_PROVIDED RECORDS_
______

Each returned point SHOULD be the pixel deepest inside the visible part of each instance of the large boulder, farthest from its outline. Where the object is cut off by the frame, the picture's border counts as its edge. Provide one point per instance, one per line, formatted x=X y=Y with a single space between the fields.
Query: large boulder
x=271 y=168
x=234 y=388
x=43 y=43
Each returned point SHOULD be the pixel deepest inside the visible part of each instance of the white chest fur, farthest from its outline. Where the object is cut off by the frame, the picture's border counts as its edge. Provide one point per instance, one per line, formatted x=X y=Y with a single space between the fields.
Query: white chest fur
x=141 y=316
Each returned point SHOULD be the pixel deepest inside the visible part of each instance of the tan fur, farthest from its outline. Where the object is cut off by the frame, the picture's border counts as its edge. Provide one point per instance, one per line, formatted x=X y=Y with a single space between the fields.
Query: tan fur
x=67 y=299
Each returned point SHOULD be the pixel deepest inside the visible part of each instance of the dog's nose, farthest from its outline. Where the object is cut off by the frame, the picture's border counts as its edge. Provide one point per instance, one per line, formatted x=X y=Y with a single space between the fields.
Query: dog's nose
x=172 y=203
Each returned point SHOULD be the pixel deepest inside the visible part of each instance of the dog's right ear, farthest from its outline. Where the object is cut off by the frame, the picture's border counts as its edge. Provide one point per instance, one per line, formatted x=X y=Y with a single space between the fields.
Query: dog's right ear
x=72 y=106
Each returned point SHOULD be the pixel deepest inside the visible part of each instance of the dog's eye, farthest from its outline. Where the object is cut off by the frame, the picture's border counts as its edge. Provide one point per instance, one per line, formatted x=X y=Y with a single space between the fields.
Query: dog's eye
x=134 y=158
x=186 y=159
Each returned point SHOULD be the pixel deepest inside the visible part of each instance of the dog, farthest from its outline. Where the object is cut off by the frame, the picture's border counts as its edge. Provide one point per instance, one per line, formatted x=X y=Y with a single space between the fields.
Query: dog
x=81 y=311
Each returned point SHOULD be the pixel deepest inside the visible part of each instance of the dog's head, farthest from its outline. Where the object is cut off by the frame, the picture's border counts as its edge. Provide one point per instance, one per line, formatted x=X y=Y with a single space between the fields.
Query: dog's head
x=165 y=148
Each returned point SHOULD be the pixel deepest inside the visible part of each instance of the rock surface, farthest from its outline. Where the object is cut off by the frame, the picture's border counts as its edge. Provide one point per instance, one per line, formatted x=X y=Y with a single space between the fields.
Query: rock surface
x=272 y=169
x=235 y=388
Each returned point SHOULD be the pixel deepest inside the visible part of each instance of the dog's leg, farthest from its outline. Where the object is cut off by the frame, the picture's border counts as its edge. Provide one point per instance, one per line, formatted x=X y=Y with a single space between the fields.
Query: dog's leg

______

_PROBLEM TO WORK ON_
Your task is to write out, exactly, the line that contains "Query: dog's nose" and each line after it to the end of the data, with no other lines.

_RESPONSE BELOW_
Query: dog's nose
x=172 y=203
Each returned point SHOULD be the pixel deepest inside the visible part of each instance of the dog's right ear, farthest from its outline. Where the object is cut off by the frame, the picture's border counts as its edge. Provide one point per instance, one per line, formatted x=X y=Y with a single space between the fields.
Query: dog's right ear
x=72 y=106
Each returned point SHOULD be the pixel deepest inside the visible part of each instance of the dog's eye, farthest from its outline. Where the object is cut off by the frame, the picture's border counts as its edge. Provide one point per instance, one per line, formatted x=X y=Y with a single space between the fields.
Query: dog's eye
x=134 y=158
x=186 y=159
Each returned point SHOULD be the pixel deepest inside the visible part of each instance of the dog, farthest from its outline. Where the object is cut off by the frame, the picture's border counts as its edge. Provide one point per instance, one per line, formatted x=X y=Y with a single space between the fields.
Query: dog
x=81 y=311
Each returned point SHOULD be the pixel deepest inside the visible part of each instance of the dog's head, farthest from its outline. Where the object is cut off by the frame, the picture's border counts as its edge. Provide one point per instance, one per line, formatted x=X y=Y with a single space between the fields.
Query: dog's head
x=165 y=148
Each returned point SHOULD be the pixel deepest inside the visible part of each instance of the rock surface, farthest from its outline. Where the object is cut off by the frame, the picture's border counts as its edge. Provide one point per instance, one per line, formatted x=X y=Y with a single space between the fields.
Query: rock surface
x=272 y=169
x=235 y=388
Each returned point SHOULD be the pixel deepest inside the visible part of each instance of the dog's leg, farthest from its outline. Where the object is cut off by the frame, the picture's border counts as its edge. Provide one point per instance, one per line, formatted x=X y=Y with a single space between the fields.
Query: dog's leg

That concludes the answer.